▼▼▼

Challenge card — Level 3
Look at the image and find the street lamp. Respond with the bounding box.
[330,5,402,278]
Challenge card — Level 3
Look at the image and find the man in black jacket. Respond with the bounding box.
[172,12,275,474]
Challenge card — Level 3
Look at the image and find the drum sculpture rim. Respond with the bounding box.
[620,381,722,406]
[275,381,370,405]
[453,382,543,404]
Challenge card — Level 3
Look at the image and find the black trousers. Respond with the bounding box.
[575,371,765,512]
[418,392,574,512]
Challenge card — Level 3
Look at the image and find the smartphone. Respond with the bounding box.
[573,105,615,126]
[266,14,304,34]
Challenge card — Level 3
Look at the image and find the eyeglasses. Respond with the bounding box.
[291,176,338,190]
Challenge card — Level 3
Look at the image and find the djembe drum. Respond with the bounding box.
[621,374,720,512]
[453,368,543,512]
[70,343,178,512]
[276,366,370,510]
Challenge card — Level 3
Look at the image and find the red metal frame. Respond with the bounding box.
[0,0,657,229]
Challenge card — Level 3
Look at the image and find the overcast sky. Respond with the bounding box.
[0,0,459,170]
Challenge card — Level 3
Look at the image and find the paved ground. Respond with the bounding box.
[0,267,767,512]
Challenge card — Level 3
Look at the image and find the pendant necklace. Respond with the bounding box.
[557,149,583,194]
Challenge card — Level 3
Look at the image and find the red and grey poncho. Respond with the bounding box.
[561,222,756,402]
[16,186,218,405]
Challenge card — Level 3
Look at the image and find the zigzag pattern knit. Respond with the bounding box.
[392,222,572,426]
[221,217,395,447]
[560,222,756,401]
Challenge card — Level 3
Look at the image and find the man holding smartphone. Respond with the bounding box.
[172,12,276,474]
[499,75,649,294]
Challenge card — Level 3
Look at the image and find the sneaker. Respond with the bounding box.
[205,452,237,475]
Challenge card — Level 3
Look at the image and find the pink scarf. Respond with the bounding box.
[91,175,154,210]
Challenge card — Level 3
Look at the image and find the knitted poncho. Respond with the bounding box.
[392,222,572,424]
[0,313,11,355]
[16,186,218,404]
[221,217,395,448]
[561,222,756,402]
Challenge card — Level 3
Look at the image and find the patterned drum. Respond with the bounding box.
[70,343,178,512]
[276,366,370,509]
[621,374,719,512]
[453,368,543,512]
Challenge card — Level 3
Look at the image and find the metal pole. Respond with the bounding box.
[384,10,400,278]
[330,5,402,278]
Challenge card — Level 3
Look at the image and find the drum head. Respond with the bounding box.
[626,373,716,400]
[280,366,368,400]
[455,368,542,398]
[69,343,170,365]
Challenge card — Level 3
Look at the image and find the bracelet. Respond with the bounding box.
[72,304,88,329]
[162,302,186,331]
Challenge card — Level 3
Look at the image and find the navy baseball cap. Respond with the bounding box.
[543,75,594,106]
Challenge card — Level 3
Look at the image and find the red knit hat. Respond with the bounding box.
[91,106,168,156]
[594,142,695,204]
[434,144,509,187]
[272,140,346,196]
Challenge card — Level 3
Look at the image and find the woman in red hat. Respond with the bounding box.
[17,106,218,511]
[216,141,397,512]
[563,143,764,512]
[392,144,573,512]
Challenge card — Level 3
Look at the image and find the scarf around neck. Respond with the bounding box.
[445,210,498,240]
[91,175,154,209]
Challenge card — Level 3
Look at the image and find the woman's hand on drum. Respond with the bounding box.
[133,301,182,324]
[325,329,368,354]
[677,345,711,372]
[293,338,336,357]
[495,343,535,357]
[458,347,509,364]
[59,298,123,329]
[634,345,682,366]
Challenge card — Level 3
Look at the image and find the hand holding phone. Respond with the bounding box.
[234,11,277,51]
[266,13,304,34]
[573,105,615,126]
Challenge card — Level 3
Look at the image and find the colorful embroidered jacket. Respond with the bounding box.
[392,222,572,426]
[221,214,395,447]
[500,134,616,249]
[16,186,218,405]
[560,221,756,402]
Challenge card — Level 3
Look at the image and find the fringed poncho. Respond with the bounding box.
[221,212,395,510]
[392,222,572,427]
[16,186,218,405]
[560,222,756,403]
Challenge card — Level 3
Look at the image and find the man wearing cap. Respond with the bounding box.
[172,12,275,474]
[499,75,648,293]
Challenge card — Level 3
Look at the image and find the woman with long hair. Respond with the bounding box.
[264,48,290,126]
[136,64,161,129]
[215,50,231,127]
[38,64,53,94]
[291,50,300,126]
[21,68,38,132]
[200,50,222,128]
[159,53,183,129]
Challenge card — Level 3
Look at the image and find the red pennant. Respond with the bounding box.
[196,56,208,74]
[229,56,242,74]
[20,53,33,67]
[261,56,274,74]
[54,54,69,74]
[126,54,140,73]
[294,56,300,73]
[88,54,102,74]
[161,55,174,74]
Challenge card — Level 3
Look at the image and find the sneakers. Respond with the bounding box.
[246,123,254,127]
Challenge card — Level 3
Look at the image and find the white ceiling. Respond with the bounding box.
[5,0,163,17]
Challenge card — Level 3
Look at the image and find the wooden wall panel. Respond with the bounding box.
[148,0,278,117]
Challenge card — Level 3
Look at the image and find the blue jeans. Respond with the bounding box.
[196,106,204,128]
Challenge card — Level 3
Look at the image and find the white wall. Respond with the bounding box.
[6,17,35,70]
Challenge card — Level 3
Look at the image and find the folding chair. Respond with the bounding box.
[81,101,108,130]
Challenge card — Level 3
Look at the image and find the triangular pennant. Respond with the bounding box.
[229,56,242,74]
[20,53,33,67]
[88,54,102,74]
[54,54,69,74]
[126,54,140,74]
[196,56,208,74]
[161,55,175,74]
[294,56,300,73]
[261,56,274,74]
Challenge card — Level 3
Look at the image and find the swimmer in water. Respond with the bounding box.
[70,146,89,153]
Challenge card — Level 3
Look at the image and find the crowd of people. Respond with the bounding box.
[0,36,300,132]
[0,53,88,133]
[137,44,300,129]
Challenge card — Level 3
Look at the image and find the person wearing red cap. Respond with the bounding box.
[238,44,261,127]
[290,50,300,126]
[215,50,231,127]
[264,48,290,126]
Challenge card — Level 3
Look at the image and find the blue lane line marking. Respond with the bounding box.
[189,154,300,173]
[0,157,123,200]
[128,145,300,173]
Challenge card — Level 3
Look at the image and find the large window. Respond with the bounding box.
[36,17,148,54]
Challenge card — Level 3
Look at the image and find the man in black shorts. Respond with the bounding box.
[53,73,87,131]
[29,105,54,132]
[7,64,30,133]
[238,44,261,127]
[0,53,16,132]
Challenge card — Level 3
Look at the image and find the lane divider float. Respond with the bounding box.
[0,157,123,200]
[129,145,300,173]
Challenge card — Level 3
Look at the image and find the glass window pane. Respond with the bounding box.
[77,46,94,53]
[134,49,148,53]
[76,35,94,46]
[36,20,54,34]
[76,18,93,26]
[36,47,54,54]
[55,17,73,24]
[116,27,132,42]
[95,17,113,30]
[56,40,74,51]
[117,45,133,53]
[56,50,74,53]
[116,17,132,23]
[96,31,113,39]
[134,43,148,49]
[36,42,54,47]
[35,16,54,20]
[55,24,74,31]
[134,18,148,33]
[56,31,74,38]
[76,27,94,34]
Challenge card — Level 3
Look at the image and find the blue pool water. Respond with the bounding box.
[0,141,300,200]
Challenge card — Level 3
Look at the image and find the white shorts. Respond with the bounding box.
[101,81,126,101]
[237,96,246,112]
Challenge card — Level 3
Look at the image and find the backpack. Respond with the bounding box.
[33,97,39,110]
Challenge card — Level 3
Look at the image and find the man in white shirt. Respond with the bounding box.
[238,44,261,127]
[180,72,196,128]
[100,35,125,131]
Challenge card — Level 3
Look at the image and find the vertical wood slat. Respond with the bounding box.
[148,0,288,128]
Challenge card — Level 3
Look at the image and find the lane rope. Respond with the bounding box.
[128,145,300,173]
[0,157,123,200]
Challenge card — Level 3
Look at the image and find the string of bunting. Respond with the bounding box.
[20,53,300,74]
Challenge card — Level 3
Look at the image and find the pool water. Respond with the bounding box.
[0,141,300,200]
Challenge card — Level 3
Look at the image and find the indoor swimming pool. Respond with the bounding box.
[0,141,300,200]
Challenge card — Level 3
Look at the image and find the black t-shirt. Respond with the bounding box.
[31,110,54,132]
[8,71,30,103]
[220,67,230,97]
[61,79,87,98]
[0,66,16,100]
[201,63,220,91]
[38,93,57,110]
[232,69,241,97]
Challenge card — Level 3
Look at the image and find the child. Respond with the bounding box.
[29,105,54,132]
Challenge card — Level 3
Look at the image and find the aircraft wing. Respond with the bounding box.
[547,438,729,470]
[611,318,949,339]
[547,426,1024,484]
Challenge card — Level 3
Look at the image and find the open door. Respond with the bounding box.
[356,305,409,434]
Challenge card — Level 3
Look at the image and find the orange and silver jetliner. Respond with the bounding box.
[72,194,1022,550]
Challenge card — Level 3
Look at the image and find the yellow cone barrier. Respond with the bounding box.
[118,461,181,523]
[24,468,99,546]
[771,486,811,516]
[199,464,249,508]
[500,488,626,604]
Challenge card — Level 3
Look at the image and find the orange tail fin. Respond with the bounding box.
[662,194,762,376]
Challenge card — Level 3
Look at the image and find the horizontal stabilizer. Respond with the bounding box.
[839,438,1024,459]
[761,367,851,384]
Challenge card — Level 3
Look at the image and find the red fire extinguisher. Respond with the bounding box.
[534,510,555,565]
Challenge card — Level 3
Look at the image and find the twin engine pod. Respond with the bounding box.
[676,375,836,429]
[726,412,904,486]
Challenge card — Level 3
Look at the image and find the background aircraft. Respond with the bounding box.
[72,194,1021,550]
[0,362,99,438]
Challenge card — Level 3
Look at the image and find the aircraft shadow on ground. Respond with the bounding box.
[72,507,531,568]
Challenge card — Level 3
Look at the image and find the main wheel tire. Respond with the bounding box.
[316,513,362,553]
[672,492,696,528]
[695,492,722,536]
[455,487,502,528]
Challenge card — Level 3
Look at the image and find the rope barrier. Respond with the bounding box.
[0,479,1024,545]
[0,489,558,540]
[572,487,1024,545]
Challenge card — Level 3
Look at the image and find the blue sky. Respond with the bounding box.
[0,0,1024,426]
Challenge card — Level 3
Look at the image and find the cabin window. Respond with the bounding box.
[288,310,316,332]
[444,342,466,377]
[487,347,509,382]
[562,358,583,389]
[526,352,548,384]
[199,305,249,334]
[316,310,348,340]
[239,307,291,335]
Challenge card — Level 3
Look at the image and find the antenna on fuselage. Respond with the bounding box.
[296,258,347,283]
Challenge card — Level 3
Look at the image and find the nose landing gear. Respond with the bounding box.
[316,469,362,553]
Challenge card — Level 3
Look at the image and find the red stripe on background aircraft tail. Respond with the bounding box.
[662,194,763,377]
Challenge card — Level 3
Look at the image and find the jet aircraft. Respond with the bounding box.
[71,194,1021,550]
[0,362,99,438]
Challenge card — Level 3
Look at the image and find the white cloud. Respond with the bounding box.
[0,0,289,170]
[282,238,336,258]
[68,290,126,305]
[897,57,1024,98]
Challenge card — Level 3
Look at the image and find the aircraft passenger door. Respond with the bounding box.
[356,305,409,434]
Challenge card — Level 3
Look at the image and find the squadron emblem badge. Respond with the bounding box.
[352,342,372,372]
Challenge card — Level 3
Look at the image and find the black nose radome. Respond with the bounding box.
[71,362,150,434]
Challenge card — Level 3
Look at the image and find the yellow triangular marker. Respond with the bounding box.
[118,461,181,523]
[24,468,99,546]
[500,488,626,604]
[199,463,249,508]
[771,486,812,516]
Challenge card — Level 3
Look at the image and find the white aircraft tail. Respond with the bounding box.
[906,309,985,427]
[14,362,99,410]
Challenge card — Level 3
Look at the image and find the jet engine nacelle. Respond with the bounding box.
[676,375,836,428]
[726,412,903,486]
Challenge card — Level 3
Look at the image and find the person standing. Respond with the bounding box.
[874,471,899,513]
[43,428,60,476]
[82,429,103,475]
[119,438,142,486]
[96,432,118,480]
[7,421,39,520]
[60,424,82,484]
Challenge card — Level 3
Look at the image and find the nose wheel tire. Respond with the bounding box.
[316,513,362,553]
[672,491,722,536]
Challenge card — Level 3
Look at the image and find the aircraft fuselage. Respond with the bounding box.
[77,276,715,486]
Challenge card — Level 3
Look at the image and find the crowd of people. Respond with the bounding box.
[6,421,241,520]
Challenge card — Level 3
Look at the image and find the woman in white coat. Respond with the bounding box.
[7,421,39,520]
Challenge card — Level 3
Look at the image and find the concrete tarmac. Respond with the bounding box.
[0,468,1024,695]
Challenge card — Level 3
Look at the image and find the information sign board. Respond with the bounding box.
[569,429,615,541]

▲▲▲

WHAT THE EXERCISE ASKS
Pull out every line of the records that contains the word "triangular" and copy each one. Case counts.

RESPONSE
Look at the image and find the triangular pennant. Respond with the bounding box.
Look at the image and find the yellow triangular marker. Respond with the bounding box.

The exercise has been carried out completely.